-
Okay. In this video, we'll be discussing
-
about how we can implement linear
-
regression in Splunk MLTK, okay? So
-
in my previous video, we have seen how we
-
can install Splunk MLTK and it's
-
related packages, right? And also if you
-
remember when I was discussing about the
-
machine learning core algorithm, I was
-
also introduced the core dataset we'll
-
be using for our linear regression
-
modeling, okay?
-
That's the graduate admission dataset
-
where we have for various students we
-
have their GRE score, TOEFL score,
-
university rating, statement of purpose
-
rating okay,
-
reference rating, CGPA, whether
-
they have done research or not. Based on
-
all these fields, we will try to
-
predict the chances of admit, okay? So now
-
to implement linear regression- so we
-
will be implementing linear
-
regression for this one and see how best
-
the model is fitting the particular data,
-
okay? So to implement linear
-
regression, what you have to do you have
-
to go to a Splunk machine learning
-
toolkit, okay? As I stated before, the
-
landing page of the machine learning
-
toolkit app is this showcased dashboard,
-
right? Where it has basically a lot of
-
examples based on whatever the
-
different algorithm- machine learning
-
algorithms Splunk supports, okay? Now to
-
implement the machine learning on your
-
own dataset, what you need to do is you need to come
-
to experiments tab, okay? So now if you do
-
not have any other models or if it is
-
the first time you are coming to this
-
particular dashboard, this will be the
-
default view, okay? But if you have
-
already experimented on different models,
-
the view will be slightly different
-
which we'll see later, ok? So now as in
-
linear regression we are trying to do a
-
prediction on the numeric fields, right?
-
So we will go over here, okay?
-
The predict numeric field.
-
We're clicking over here. Now it is
-
asking me for an experiment title and a
-
description. So I will say graduate
-
admission prediction. Let's give the
-
experiment title like this one
-
prediction, okay? Now you got to give some
-
description as well, meaningful
-
description. So I'll click on create, okay?
-
So now this particular view comes up
-
over here. Now, if you see here, here we
-
have two tabs, experiment settings and
-
experiment history. Initially the
-
experiment history will be blank,
-
there is nothing over here, okay? Now
-
based on the experiment settings,
-
experiment history will be updated
-
accordingly which we will see it later, okay?

━━━━━━━━

### Challenge
Answer these questions using the transcript above.
(a) What does the model try to predict from the graduate admission dataset?
(b) Which tab must you go to in order to apply machine learning to your own dataset?
(c) What two tabs appear once the experiment has been created?

━━━━━━━━

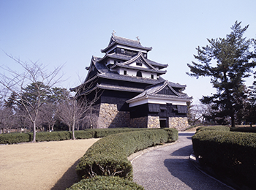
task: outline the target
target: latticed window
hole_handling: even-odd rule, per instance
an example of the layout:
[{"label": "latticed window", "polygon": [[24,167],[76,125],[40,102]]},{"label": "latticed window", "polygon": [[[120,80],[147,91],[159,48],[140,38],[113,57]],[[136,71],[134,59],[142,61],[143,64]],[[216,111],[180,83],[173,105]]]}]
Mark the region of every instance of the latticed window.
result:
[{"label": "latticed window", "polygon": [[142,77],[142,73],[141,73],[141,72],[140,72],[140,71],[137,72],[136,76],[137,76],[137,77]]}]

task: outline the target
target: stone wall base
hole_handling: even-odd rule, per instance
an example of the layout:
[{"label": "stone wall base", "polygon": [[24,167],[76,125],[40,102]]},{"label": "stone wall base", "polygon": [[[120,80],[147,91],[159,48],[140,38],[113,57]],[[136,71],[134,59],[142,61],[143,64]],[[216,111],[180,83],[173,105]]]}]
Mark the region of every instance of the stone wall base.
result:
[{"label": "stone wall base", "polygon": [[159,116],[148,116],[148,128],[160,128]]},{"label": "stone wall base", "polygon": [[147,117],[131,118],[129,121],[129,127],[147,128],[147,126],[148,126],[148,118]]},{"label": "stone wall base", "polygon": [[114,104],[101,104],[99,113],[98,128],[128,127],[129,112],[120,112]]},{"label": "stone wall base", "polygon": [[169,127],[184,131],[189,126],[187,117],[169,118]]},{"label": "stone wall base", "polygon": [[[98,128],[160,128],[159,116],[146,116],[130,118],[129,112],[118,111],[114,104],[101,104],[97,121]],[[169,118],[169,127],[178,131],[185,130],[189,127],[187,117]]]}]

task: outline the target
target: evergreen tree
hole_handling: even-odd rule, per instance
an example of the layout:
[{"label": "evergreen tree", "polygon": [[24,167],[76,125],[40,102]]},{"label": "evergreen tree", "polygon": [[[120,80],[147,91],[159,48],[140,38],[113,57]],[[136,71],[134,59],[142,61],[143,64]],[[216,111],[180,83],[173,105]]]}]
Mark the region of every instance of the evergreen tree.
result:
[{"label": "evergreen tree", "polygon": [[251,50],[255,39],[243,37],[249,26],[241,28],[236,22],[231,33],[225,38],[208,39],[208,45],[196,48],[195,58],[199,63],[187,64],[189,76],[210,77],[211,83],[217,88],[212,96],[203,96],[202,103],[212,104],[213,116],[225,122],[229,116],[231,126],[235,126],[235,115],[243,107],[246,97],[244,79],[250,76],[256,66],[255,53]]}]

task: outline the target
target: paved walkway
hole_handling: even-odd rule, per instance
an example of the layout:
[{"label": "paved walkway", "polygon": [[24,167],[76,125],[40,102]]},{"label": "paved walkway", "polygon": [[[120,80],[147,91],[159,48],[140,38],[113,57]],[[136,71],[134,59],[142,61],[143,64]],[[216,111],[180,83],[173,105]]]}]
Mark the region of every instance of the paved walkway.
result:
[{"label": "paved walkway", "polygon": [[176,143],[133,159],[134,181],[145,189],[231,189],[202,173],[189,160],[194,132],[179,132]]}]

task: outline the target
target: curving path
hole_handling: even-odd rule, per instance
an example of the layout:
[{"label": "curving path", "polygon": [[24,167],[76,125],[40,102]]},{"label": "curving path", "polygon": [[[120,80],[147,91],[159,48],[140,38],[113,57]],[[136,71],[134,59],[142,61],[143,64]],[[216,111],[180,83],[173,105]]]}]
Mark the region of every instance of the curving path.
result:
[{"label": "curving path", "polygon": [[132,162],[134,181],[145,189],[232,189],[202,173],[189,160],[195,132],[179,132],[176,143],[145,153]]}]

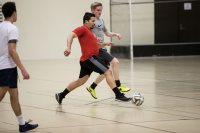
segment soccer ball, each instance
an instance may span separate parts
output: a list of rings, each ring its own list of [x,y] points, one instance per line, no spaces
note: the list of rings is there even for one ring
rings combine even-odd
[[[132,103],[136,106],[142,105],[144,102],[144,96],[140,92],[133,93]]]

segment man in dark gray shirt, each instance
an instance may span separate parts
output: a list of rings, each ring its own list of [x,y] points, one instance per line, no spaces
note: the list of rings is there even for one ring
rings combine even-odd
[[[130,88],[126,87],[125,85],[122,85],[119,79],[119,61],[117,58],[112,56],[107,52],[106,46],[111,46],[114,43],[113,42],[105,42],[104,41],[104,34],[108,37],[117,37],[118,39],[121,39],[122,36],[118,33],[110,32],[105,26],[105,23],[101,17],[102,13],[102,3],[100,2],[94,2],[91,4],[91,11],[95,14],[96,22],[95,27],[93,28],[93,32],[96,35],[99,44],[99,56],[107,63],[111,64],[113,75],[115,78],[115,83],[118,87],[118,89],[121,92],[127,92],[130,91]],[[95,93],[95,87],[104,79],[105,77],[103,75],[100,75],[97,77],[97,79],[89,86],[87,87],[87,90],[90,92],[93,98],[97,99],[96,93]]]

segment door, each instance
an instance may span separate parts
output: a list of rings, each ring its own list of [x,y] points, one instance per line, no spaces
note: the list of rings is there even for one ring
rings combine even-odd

━━━━━━━━

### Problem solution
(a) The chances of admit.
(b) The experiments tab.
(c) Experiment settings and experiment history.